● **Exercise goal**
Only the lines below starting at the one containing "Target: refrigerator door" and ending at the one containing "the white lower" belong in the answer, each copied exactly.

Saved entries
◇ ◇ ◇ ◇ ◇ ◇ ◇
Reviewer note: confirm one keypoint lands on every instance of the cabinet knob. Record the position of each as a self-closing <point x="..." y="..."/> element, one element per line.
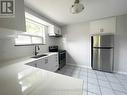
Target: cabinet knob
<point x="101" y="30"/>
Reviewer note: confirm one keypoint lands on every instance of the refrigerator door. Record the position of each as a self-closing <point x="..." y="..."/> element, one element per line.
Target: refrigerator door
<point x="103" y="41"/>
<point x="103" y="59"/>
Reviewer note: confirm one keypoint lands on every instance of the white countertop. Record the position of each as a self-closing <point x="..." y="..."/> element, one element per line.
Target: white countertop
<point x="16" y="78"/>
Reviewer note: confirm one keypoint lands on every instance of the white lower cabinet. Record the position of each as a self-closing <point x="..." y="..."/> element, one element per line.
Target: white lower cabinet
<point x="49" y="63"/>
<point x="53" y="62"/>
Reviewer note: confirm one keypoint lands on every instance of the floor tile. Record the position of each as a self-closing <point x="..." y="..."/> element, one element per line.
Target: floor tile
<point x="104" y="83"/>
<point x="121" y="77"/>
<point x="92" y="81"/>
<point x="89" y="93"/>
<point x="91" y="71"/>
<point x="118" y="87"/>
<point x="97" y="82"/>
<point x="99" y="73"/>
<point x="92" y="75"/>
<point x="83" y="69"/>
<point x="113" y="79"/>
<point x="75" y="75"/>
<point x="83" y="73"/>
<point x="120" y="93"/>
<point x="109" y="74"/>
<point x="93" y="88"/>
<point x="84" y="92"/>
<point x="107" y="91"/>
<point x="102" y="78"/>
◇ ◇ ◇ ◇ ◇ ◇ ◇
● **Response**
Target: refrigerator door
<point x="103" y="41"/>
<point x="103" y="59"/>
Reviewer note: confirm one keypoint lands on every instance of the white countertop. Record the position of each as a self-closing <point x="..." y="..."/> element, one element per line.
Target: white countertop
<point x="16" y="78"/>
Reviewer note: confirm one keypoint lands on every instance of the white lower cabinet. Record the position of each as a self-closing <point x="..." y="..."/> element, one element per line.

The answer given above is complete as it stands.